━━ Données fournies ━━
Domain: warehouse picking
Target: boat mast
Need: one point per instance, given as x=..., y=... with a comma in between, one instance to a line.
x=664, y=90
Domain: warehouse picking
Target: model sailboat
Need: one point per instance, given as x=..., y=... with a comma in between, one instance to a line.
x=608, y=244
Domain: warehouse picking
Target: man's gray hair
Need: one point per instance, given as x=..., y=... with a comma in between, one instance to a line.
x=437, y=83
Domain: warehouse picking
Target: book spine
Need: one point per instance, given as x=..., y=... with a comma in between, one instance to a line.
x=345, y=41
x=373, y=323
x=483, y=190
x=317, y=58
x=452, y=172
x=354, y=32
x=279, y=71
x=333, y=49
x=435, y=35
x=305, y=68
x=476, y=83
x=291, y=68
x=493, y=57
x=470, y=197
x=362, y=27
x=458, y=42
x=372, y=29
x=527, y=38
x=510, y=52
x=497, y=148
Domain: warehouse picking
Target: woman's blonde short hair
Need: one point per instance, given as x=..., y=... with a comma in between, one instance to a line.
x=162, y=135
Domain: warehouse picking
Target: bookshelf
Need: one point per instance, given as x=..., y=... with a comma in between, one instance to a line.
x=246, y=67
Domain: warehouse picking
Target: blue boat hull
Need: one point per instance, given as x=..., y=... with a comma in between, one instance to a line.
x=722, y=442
━━━
Présentez l'ensemble des enregistrements en CSV à deux colonnes, « texte » et « réponse », avec une ligne par enregistrement. Placez chaque champ entre guillemets et remplacez les sauts de ligne par des espaces.

texte,réponse
"Domain: warehouse picking Target: boat mast Need: one point per instance, given as x=..., y=... with a comma in between, one instance to a line.","x=664, y=90"
"Domain: warehouse picking Target: model sailboat Need: one point per instance, given as x=..., y=... with a comma in between, one instance to a line.","x=608, y=244"
"Domain: warehouse picking Target: man's gray hair Need: one point per instance, given as x=..., y=... with a comma in between, one instance to a line.","x=437, y=83"
"Domain: warehouse picking Target: book spine Need: one point per instance, given as x=..., y=... with a comma in between, one instance to a line.","x=345, y=41 x=373, y=323 x=483, y=190 x=317, y=58 x=452, y=172 x=354, y=32 x=279, y=71 x=333, y=49 x=435, y=35 x=305, y=68 x=476, y=83 x=291, y=68 x=493, y=57 x=470, y=197 x=362, y=27 x=458, y=42 x=372, y=29 x=527, y=38 x=510, y=52 x=497, y=148"
"Domain: warehouse picking Target: woman's blonde short hair Need: one point per instance, given as x=..., y=... with a comma in between, one instance to a line.","x=162, y=135"
"Domain: warehouse picking Target: bookshelf Need: one point per instance, given as x=..., y=... with a comma in between, one instance to a line.","x=246, y=67"
"Domain: warehouse picking Target: blue boat hull Need: one point per instance, given as x=..., y=... with a comma in between, one instance to a line.","x=722, y=442"